━━ RECORDS PROVIDED ━━

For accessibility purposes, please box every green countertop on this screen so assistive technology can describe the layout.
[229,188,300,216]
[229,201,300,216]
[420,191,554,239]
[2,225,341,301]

━━━

## JOB
Reproduce every line of the items above with the item text left unchanged, adding 62 to each coordinate in the answers.

## EXERCISE OUTPUT
For accessibility purposes, please box every green countertop on this screen so assistive technology can describe the layout.
[291,250,362,278]
[291,263,362,278]
[482,253,616,301]
[64,287,403,363]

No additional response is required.